━━━━━ Trecho do texto ━━━━━

Don Juan, entretanto, não mostra
apenas o duro caminho que deve ser trilhado pelo guerreiro e como superar
os obstáculos que surgem a cada momento, criados pela sede de permanência
egoísta. Ele também procura sugerir o estado do homem que
é capaz de VER, o homem do aqui e agora, agindo por agir, sem objetivos
para a sua ação e sem remorsos ou vaidade pelo que fez. um
homem de conhecimento, diz Don Juan, não tem nome, nem família,
nem país, nem dignidade - isto é, não tem nada que
possa sustentar um centro falso, o ego, que cristalize as suas experiências.
Como pode, então, um homem de conhecimento viver entre outros que,
ao contrário dele, são incapazes de VER? Isso é possível,
diz ele, graças à sua "loucura controlada".
Essa categoria do "caminho iaqui para
o conhecimento" é uma das formulações de Don Juan
mais claras, agudas e úteis para aqueles que estiverem dispostos
a seguir um caminho de libertação. A imensa maioria das pessoas,
explica o feiticeiro, estão loucas porque consideram o que fazem,
os seus engendramentos mentais, suas teias ilusórias, mais importante
e mesmo mais reais do que a própria realidade pura e simples, imediata
e sensível, evanescente e em constante renovação.
Essas construções mentais - "o que as pessoas fazem" diz
Don Juan - São defesas contra forças desconhecidas que nos
cercam - "escudos". diz o bruxo -e tem a função de nos dar
a sensação de segurança num mundo em constante mutação.
Acreditar que elas são reais, entretanto, é insanidade. O
homem de conhecimento sabe disso, e em conseqüência, controla
sua loucura. Graças a essa loucura controlada, ele se comporta como
os outros homens - e aqueles incapazes de VER são também
incapazes de perceber qualquer coisa diferente nele.
Conforme os seus ensinamentos, a própria
existência física, objetiva, de Don juan é um mistério.
Perdido entre os índios iaqui de Sonora, é apenas um velho
obscuro que só revela seus poderes e sua sabedoria a discípulos
escolhidos, dos quais apenas Castaneda é conhecido em nossa civilização.
Castaneda o descreve como um homem musculoso, ágil, esperto e bem
humorado, apesar de sua idade avançada. E o próprio Castaneda
segue, agora, as pegadas do mestre. Parou de dar conferências, nega-se
a posar para os fotógrafos que o procuram e começa a encarar
seu próprio passado com a mesma liberdade e elasticidade com que
a imaginação comum costuma encarar o futuro.

━━━━━ Seção de dados ━━━━━

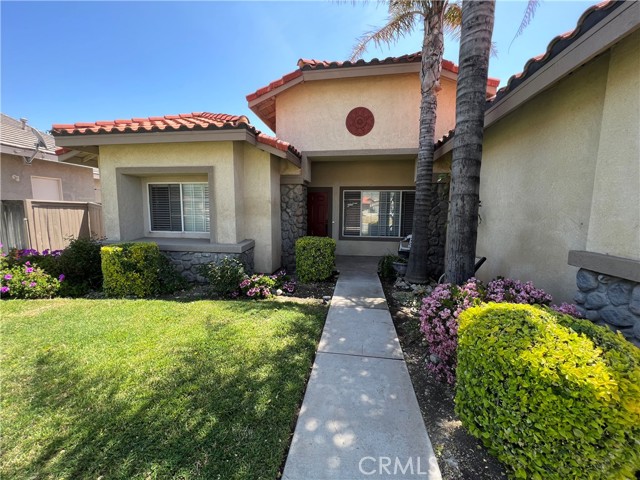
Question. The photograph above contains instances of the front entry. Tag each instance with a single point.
(319, 212)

━━━━━

■ Enunciado do exercício ■
Reproduza fielmente a passagem do texto sobre Don Juan que começa em "Acreditar que elas" e vai até "é um mistério.", inclusive.

■ Resposta do exercício ■
Acreditar que elas são reais, entretanto, é insanidade. O
homem de conhecimento sabe disso, e em conseqüência, controla
sua loucura. Graças a essa loucura controlada, ele se comporta como
os outros homens - e aqueles incapazes de VER são também
incapazes de perceber qualquer coisa diferente nele.
Conforme os seus ensinamentos, a própria
existência física, objetiva, de Don juan é um mistério.